EXERCISE » Repeat, exactly and completely, the entries shown underneath.

(Stored data)
______

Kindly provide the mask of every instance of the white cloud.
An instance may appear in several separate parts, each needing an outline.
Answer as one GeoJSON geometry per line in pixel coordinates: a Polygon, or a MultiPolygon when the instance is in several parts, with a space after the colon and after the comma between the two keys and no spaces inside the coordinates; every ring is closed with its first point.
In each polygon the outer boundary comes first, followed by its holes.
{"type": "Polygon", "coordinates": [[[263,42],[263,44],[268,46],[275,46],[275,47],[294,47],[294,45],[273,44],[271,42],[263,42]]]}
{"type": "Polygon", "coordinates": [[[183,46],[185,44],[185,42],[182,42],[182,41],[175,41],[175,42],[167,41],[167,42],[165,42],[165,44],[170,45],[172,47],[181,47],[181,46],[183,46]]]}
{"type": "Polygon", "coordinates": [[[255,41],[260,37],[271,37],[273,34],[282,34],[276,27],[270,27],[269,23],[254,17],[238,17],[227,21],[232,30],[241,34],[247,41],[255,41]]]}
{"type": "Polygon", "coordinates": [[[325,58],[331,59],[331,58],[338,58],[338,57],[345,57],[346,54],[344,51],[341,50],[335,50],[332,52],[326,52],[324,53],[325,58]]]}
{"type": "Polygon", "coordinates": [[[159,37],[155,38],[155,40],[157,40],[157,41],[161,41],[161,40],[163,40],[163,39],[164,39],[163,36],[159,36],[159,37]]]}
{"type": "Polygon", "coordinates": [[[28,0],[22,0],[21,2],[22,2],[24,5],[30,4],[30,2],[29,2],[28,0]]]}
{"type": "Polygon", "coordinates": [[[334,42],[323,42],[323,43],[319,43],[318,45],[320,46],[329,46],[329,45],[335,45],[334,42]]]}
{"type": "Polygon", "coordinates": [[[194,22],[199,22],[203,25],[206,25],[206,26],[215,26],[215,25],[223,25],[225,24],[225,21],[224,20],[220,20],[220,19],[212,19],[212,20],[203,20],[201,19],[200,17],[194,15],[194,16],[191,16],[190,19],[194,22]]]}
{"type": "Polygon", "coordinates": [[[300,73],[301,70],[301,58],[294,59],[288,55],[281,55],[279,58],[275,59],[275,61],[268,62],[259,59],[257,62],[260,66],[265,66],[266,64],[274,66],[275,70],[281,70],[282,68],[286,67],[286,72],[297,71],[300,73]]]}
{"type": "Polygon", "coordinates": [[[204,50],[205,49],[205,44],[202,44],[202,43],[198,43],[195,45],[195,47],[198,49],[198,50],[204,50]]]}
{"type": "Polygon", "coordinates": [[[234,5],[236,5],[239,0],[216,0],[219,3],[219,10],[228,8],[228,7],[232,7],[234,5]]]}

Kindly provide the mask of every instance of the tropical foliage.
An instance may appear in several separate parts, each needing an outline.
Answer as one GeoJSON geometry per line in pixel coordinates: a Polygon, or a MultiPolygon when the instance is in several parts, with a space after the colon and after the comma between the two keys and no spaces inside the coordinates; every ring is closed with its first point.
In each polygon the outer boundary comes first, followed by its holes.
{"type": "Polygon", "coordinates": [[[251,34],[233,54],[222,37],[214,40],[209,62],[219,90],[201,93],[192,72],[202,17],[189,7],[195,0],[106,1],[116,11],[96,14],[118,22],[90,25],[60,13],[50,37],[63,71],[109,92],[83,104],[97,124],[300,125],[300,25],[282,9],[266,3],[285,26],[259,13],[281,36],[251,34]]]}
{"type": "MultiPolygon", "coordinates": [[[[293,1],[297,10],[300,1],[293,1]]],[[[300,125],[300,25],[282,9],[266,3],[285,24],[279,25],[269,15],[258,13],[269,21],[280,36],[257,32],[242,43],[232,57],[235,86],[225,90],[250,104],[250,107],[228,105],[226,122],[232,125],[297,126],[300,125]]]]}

______

EXERCISE RESPONSE »
Kindly provide the mask of every instance of the white cloud.
An instance may appear in several separate parts, each needing an outline.
Answer as one GeoJSON geometry per line in pixel coordinates: a Polygon, or a MultiPolygon when the instance is in several parts, with a space after the colon and after the comma between the two keys and no spaces inside the coordinates; every ring is closed with its first point.
In each polygon the outer boundary comes first, followed by its holes.
{"type": "Polygon", "coordinates": [[[263,42],[263,44],[268,46],[275,46],[275,47],[294,47],[294,45],[273,44],[271,42],[263,42]]]}
{"type": "Polygon", "coordinates": [[[183,46],[185,44],[185,42],[182,42],[182,41],[175,41],[175,42],[167,41],[167,42],[165,42],[165,44],[170,45],[172,47],[181,47],[181,46],[183,46]]]}
{"type": "Polygon", "coordinates": [[[255,41],[260,37],[271,37],[273,34],[282,34],[276,27],[270,27],[269,23],[254,17],[238,17],[227,21],[232,30],[241,34],[247,41],[255,41]]]}
{"type": "Polygon", "coordinates": [[[325,58],[331,59],[331,58],[338,58],[338,57],[345,57],[346,54],[344,51],[341,50],[335,50],[332,52],[326,52],[324,53],[325,58]]]}
{"type": "Polygon", "coordinates": [[[159,37],[155,38],[155,40],[157,40],[157,41],[161,41],[161,40],[163,40],[163,39],[164,39],[163,36],[159,36],[159,37]]]}
{"type": "Polygon", "coordinates": [[[28,0],[22,0],[21,2],[22,2],[24,5],[30,4],[30,2],[29,2],[28,0]]]}
{"type": "Polygon", "coordinates": [[[334,42],[323,42],[323,43],[319,43],[318,45],[320,46],[329,46],[329,45],[335,45],[334,42]]]}
{"type": "Polygon", "coordinates": [[[194,22],[199,22],[203,25],[206,25],[206,26],[215,26],[215,25],[223,25],[225,24],[225,21],[224,20],[220,20],[220,19],[212,19],[212,20],[203,20],[201,19],[200,17],[194,15],[194,16],[191,16],[190,19],[194,22]]]}
{"type": "Polygon", "coordinates": [[[300,73],[301,70],[301,58],[294,59],[288,55],[281,55],[279,58],[275,59],[275,61],[268,62],[259,59],[257,62],[260,66],[265,66],[266,64],[274,66],[275,70],[281,70],[282,68],[286,67],[286,72],[297,71],[300,73]]]}
{"type": "Polygon", "coordinates": [[[204,50],[205,49],[205,44],[202,44],[202,43],[198,43],[195,45],[195,47],[198,49],[198,50],[204,50]]]}
{"type": "Polygon", "coordinates": [[[234,5],[236,5],[239,0],[216,0],[219,3],[219,10],[228,8],[228,7],[232,7],[234,5]]]}

Kindly provide the mask of every instance of the tropical foliage.
An instance may appear in several separate parts, each needing an outline.
Answer as one GeoJSON geometry per line in pixel coordinates: a Polygon, or a MultiPolygon when the instance is in several parts, with a space after the colon and after the comma between the two keys and no spaces inside the coordinates; every ring is closed with its first point.
In each polygon the outer boundary comes first, followed by its holes.
{"type": "Polygon", "coordinates": [[[251,34],[233,54],[222,37],[214,40],[209,62],[219,90],[201,93],[192,72],[202,17],[189,7],[195,0],[106,1],[116,11],[96,14],[118,22],[90,25],[60,13],[50,37],[63,71],[109,92],[83,104],[97,124],[300,125],[300,25],[282,9],[266,3],[285,26],[259,13],[281,36],[251,34]]]}
{"type": "MultiPolygon", "coordinates": [[[[293,1],[297,10],[300,1],[293,1]]],[[[300,125],[300,25],[282,9],[266,3],[285,24],[279,25],[269,15],[258,13],[269,21],[280,36],[257,32],[242,43],[232,57],[235,86],[225,90],[250,104],[250,107],[228,105],[226,122],[232,125],[297,126],[300,125]]]]}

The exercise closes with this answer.